▸ Brief: Begin with the line that has "One keypoint belongs on each instance. Annotate the blurred". Give it and every line after it again, exactly, through the end of the entries below.

▸ Material supplied:

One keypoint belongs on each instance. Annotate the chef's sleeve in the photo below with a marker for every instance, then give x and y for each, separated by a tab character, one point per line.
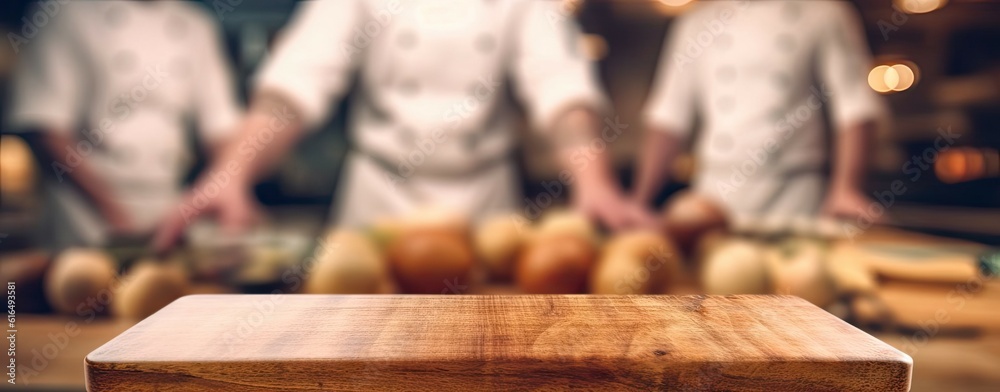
671	103
844	61
218	110
313	60
46	94
549	74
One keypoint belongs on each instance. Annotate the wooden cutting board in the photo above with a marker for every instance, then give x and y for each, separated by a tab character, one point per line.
436	343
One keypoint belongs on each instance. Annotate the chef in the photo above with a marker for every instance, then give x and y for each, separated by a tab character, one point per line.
761	74
110	88
431	123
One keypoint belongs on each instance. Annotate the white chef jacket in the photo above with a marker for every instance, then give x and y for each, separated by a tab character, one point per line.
759	73
143	69
431	123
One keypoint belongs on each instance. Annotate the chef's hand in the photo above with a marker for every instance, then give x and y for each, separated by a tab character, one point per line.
233	205
608	206
850	204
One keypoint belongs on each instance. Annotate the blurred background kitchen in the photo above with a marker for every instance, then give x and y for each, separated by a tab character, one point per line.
936	63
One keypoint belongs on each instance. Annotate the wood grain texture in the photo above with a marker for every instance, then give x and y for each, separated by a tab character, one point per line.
435	343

▸ Task answer:
One keypoint belongs on each instance. Annotate the blurred background kitchen in the photo above with a marker for every instance, then give x and y for each, separated by a tab character, one point per line.
936	63
One keypoint belongs on each instance. Annotate the wood grain texture in the photo above with a marker for every instance, then give x and y for each, separated by a tab character, one point per line.
435	343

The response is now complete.